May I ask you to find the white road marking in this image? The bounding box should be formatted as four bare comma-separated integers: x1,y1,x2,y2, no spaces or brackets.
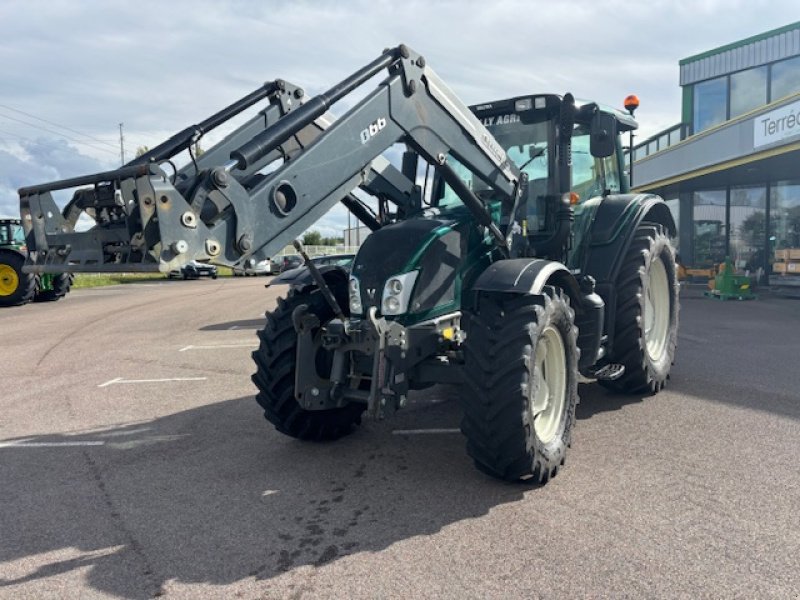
678,332,708,344
0,442,105,448
392,429,461,435
178,342,258,352
97,377,208,387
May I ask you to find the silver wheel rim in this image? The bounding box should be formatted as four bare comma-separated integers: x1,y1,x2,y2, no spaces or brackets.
530,325,567,444
643,257,670,362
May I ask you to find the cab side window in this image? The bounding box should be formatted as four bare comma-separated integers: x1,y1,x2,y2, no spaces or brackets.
572,128,604,200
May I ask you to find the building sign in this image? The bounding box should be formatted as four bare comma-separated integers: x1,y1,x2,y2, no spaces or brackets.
753,101,800,149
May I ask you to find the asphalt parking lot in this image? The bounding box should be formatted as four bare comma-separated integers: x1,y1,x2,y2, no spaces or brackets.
0,278,800,599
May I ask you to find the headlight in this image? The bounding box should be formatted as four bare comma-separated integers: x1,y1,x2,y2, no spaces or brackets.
381,271,419,315
347,276,364,315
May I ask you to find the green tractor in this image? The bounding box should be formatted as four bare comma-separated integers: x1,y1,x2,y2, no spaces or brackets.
0,219,72,306
19,45,679,483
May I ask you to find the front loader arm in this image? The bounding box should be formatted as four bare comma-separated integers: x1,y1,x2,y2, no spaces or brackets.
20,46,521,273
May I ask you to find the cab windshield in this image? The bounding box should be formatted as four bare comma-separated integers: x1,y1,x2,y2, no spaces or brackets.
437,114,550,213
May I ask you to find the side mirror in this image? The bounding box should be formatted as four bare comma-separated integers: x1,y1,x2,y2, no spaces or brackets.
589,110,617,158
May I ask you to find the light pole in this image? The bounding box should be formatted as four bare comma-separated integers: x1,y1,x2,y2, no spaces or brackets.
624,94,639,188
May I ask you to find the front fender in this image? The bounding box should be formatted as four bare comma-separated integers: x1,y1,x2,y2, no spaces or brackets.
266,265,349,289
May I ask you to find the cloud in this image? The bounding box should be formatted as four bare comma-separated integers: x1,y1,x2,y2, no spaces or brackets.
0,0,796,228
0,138,114,218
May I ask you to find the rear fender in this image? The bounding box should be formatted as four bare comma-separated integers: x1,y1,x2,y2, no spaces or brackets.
472,258,582,312
575,194,678,283
575,194,678,352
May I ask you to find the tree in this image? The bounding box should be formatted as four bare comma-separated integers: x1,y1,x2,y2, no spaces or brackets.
303,229,322,246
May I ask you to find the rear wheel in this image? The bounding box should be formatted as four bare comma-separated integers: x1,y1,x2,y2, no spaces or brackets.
33,273,74,302
253,286,365,440
461,286,578,483
599,224,680,394
0,250,36,306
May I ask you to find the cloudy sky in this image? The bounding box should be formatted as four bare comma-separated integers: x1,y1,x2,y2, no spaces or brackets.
0,0,800,235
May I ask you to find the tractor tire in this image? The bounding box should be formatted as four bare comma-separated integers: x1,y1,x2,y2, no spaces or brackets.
0,249,36,306
253,286,366,441
33,273,75,302
461,286,579,484
599,223,680,394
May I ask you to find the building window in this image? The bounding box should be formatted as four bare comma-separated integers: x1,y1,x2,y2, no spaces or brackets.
769,181,800,254
730,67,767,119
730,186,767,274
664,198,681,250
769,56,800,102
694,77,728,133
690,190,727,269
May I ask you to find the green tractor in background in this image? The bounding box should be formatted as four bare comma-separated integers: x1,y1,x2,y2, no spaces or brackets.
0,219,72,306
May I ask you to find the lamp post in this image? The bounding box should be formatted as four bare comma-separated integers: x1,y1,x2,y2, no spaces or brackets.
624,94,639,188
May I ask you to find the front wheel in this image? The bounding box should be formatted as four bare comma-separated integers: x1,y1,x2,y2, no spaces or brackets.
0,250,36,306
461,286,578,483
599,224,680,394
253,286,366,441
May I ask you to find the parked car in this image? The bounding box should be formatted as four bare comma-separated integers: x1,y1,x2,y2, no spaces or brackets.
267,254,356,287
233,258,274,277
277,254,303,273
167,260,217,279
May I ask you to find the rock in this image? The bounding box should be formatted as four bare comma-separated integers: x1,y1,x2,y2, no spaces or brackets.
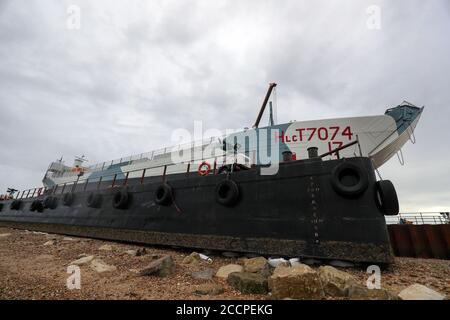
347,284,397,300
98,244,112,251
216,264,244,279
289,258,301,267
194,282,224,296
139,256,175,277
70,256,95,266
222,251,240,258
31,231,48,235
244,257,269,272
91,259,117,273
398,283,445,300
227,272,268,294
181,252,201,264
191,268,214,280
269,264,324,299
329,260,355,268
318,266,357,297
125,248,147,257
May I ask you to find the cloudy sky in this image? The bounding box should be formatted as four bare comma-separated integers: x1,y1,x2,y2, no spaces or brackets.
0,0,450,211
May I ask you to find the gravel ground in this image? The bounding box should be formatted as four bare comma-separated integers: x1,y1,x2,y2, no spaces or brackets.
0,228,450,300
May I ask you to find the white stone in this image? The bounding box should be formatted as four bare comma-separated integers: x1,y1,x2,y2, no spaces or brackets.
398,283,445,300
91,259,117,273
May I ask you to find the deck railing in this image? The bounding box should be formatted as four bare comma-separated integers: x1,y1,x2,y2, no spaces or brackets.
385,212,450,224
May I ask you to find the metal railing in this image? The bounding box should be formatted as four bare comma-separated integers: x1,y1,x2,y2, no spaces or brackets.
385,212,450,225
14,151,255,199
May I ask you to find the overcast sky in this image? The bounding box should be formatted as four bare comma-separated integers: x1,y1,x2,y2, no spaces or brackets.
0,0,450,211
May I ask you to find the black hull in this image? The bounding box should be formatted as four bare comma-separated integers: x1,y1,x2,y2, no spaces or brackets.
0,158,392,263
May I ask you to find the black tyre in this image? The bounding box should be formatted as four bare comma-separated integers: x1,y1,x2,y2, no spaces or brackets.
9,199,22,210
86,192,102,208
113,189,130,209
331,162,369,197
215,180,239,207
63,193,75,207
376,180,400,216
155,183,173,206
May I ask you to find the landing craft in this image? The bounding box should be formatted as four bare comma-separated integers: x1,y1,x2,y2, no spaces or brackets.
0,84,423,263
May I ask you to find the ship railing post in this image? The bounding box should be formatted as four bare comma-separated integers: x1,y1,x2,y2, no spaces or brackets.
141,169,147,184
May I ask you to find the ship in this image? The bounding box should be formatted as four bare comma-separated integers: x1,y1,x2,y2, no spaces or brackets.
0,84,424,264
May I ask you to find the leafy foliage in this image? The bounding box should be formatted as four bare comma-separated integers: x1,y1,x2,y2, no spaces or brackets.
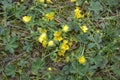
0,0,120,80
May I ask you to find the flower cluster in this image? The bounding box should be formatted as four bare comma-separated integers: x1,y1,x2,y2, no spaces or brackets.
39,0,53,3
74,7,84,19
78,55,86,64
58,40,69,56
45,12,55,21
53,31,63,41
38,29,47,47
22,16,31,23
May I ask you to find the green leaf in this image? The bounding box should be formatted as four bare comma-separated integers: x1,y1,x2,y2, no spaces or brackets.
89,1,102,14
5,64,16,77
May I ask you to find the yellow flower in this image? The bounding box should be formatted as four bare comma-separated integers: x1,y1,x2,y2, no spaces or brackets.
65,56,70,62
48,67,52,71
48,40,54,46
74,7,83,19
80,25,88,33
78,55,86,64
20,0,24,2
22,16,31,23
63,40,68,44
60,43,69,51
38,33,47,43
58,49,66,56
63,25,69,32
42,40,47,48
39,0,45,3
37,28,47,33
47,0,53,3
45,12,55,21
53,31,63,41
70,0,76,2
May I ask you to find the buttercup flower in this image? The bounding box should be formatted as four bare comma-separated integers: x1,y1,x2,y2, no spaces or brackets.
45,12,55,21
80,25,88,33
42,40,47,48
78,55,86,64
58,49,66,56
48,67,52,71
48,40,54,46
70,0,76,2
38,33,47,43
74,7,83,19
53,31,63,41
60,43,69,51
47,0,53,3
22,16,31,23
63,25,69,32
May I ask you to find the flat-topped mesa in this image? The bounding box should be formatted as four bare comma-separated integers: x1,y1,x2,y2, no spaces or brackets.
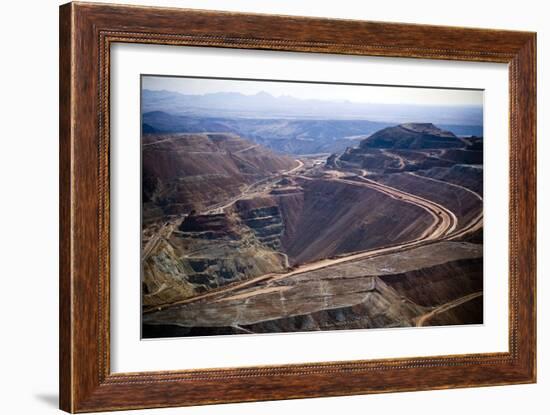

══════════

→ Your instructions: Write out verbatim the part of the records that opens with the line containing "May I ask you to find the headlight" and closes with the line containing "20,46,521,273", including both of those lines.

→ Response for this exercise:
May I ask you to find the headlight in this image? The bounding box should be formatted as four bare comma-separated integers: x1,y1,x2,y2, no spaces or brackets.
381,271,419,315
347,276,364,315
May I ask you to find the green tractor in this image? The bounding box should be formatted as four bare comma-separated integers: x1,y1,x2,y2, no spaces or brackets.
0,219,72,306
19,45,679,483
May I ask you to find the front loader arm in this image? The bounding box should be formatted as four bare comma-separated integers: x1,y1,x2,y2, no spaces or brackets.
20,46,521,273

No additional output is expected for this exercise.